PASSAGE SHOWN:
SPARK works to implement consensus-based dialogues among diverse groups via three primary methods. Firstly, by bringing together diverse, and often opposing, parties to reconcile their viewpoints into shared narratives, fostering real time understanding and allowing such parties to build off such shared understandings in future transitional justice processes. Secondly, by reconciling disputing parties, which have maintained deeply embedded and longstanding distaste for one another that has translated into greater community unrest and disputes. Thirdly and finally, by fostering understanding and awareness of different segments of society, for example, victims and survivors, by consolidating their high-level perspectives into cohesive narratives to inform future reconciliation and consensus-based dialogues.

💬 “SPARK’s experience in Yemen demonstrates that transitional justice cannot succeed through elite political agreements alone, nor solely through isolated community reconciliation efforts. Sustainable justice requires consensus-building across both levels simultaneously. By combining grassroots restorative justice initiatives with structured political dialogue among national actors, SPARK helps create a shared foundation for accountability, reconciliation, and institutional trust. This integrated approach increases the likelihood that future transitional justice mechanisms will be both politically feasible and socially legitimate.” – Feras Hamdouni, Senior Program Manager, DT Institute.

Bridging Understanding Amongst Segments of Yemeni Society

Under SPARK’s Political Parties Initiative, SPARK partners are working to build a joint political narrative on transitional justice and to find common entry points to integrate this narrative into future political discussions, trajectories, and peacebuilding efforts. In doing so, this initiative brings together diverse political actors in robust dialogue sessions, empowering them to build a joint transitional justice narrative together. Such political actors include not only traditional political parties, but also others who maintain strong influences throughout Yemen, including de-facto authorities and emerging political forces.

As a key output, the initiative also seeks to produce a practical guide, which will outline the shared visions, narrative, and perspectives of the political parties and forces. This guide will lay the foundation for unified political discourse on transitional justice. Not only will this guide ensure that transitional justice is included on the political agenda as a critical component of peacebuilding among such decisionmakers, but it will also ensure that political parties and forces can start this discussion by building upon common understanding and shared visions for transitional justice, rather than on opposing sides. This will foster further reconciliation and consensus among parties, ensuring that the cycle of consensus-building continues, replacing past cycles of misunderstanding and self-serving, opportunist foci.

Stored data entries:
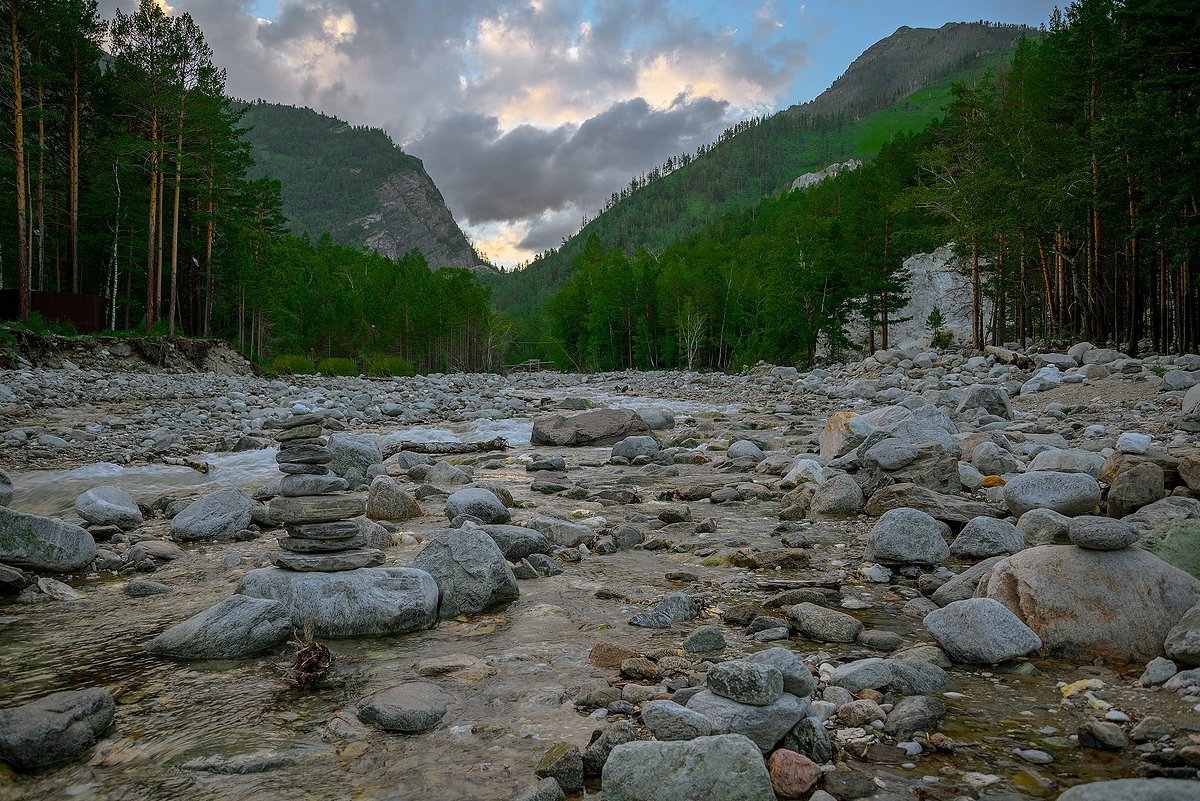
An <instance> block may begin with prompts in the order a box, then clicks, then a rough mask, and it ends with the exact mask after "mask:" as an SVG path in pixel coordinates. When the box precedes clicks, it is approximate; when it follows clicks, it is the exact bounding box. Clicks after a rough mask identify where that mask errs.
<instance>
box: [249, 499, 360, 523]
mask: <svg viewBox="0 0 1200 801" xmlns="http://www.w3.org/2000/svg"><path fill="white" fill-rule="evenodd" d="M364 511H366V500H365V499H364V498H362V495H300V496H296V498H283V496H281V498H275V499H272V500H271V518H272V519H276V520H278V522H280V523H284V524H288V523H329V522H331V520H344V519H346V518H350V517H358V516H360V514H362V512H364Z"/></svg>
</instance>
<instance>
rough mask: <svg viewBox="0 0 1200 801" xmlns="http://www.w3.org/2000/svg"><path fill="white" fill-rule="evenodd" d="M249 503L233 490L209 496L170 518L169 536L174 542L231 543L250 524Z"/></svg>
mask: <svg viewBox="0 0 1200 801" xmlns="http://www.w3.org/2000/svg"><path fill="white" fill-rule="evenodd" d="M275 500H276V501H278V500H281V499H275ZM253 504H254V501H253V500H252V499H251V498H250V495H247V494H246V493H244V492H241V490H240V489H235V488H233V487H227V488H224V489H218V490H216V492H214V493H209V494H208V495H205V496H204V498H202V499H199V500H198V501H196V502H193V504H192V505H190V506H188V507H187V508H185V510H184V511H182V512H180V513H179V514H176V516H175V517H174V518H173V519H172V522H170V537H172V540H175V541H176V542H198V541H210V540H232V538H233V536H234V535H235V534H238V532H239V531H241V530H242V529H245V528H246V526H248V525H250V518H251V508H252V507H253ZM272 505H274V504H272Z"/></svg>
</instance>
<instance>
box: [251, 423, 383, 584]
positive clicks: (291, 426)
mask: <svg viewBox="0 0 1200 801" xmlns="http://www.w3.org/2000/svg"><path fill="white" fill-rule="evenodd" d="M282 429H283V430H282V432H281V433H280V434H278V436H277V438H276V439H277V440H278V442H280V453H278V456H276V457H275V460H276V462H278V464H280V470H281V471H282V472H283V480H282V481H281V482H280V494H278V495H277V496H276V498H274V499H272V500H271V506H270V512H271V518H272V519H275V520H277V522H280V523H282V524H283V528H284V530H286V531H287V535H286V536H281V537H278V541H280V548H282V552H281V553H278V554H276V555H275V556H272V558H271V561H272V562H274V564H275V566H276V567H282V568H286V570H294V571H305V572H312V571H320V572H337V571H348V570H356V568H359V567H376V566H378V565H383V562H384V553H383V552H382V550H378V549H376V548H362V547H361V546H362V544H364V542H365V538H364V536H362V534H361V531H360V529H359V523H358V520H355V519H354V518H356V517H359V516H360V514H362V513H364V511H365V505H366V501H365V499H364V498H362V495H356V494H353V493H348V492H346V490H347V489H349V484H348V483H347V482H346V480H344V478H341V477H340V476H337V475H335V474H334V472H332V471H331V470H330V469H329V466H328V465H329V463H330V462H331V460H332V459H334V456H332V453H330V451H329V447H328V442H326V440H325V439H324V438H323V434H324V428H323V426H322V417H320V416H319V415H313V414H305V415H294V416H292V417H289V418H288V420H286V421H284V422H283V424H282Z"/></svg>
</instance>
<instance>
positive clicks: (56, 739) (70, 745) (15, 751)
mask: <svg viewBox="0 0 1200 801" xmlns="http://www.w3.org/2000/svg"><path fill="white" fill-rule="evenodd" d="M115 707H116V706H115V704H114V703H113V697H112V695H110V694H109V693H108V691H107V689H104V688H102V687H90V688H88V689H68V691H65V692H60V693H52V694H49V695H46V697H43V698H38V699H37V700H34V701H30V703H28V704H22V705H20V706H10V707H7V709H0V760H4V761H6V763H8V764H10V765H12V766H13V767H16V769H17V770H25V771H29V770H37V769H40V767H49V766H52V765H59V764H62V763H68V761H74V760H77V759H82V758H84V757H85V755H86V754H88V752H90V751H91V747H92V746H94V745H96V739H97V737H98V736H100V735H101V734H102V733H103V731H104V729H107V728H108V724H109V723H112V722H113V712H114V710H115ZM763 770H764V771H766V769H763Z"/></svg>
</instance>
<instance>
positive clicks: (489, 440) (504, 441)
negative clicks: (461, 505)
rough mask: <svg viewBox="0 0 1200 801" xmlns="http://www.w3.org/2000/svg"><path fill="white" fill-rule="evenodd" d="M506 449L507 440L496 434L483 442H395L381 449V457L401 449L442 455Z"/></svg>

WHAT THE TASK REQUIRES:
According to the passage on SPARK's work in Yemen, which kinds of political actors does the Political Parties Initiative bring together? Give each kind.

TASK OUTPUT:
- Traditional political parties
- De-facto authorities
- Emerging political forces